*HOW TO COMPLETE THIS TASK*: In the records, find every line with the word "white" and copy it out.

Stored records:
☆ ☆ ☆ ☆ ☆ ☆ ☆
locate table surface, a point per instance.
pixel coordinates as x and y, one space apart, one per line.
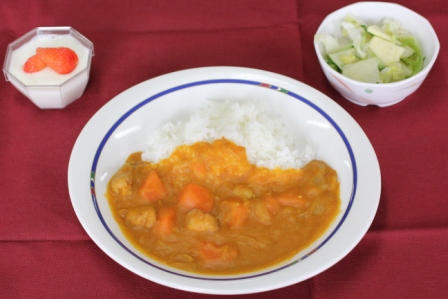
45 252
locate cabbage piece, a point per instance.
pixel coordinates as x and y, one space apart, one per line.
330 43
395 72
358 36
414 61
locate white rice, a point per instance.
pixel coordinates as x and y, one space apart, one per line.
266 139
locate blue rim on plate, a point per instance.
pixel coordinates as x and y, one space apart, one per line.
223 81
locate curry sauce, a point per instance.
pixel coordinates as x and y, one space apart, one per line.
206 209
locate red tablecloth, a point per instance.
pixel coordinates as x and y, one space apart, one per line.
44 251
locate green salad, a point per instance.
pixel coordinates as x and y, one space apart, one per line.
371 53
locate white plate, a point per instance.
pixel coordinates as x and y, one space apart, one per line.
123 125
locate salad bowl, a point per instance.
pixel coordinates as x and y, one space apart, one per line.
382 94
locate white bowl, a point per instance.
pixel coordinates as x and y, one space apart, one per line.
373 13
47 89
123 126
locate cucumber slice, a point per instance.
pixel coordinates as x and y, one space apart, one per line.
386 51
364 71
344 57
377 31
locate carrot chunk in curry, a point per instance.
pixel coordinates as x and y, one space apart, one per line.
☆ ☆ ☆ ☆ ☆ ☆ ☆
*TASK RESPONSE*:
locate white rice, a point per instance.
locate white plate, a point per instance.
locate white bowl, a point per instance.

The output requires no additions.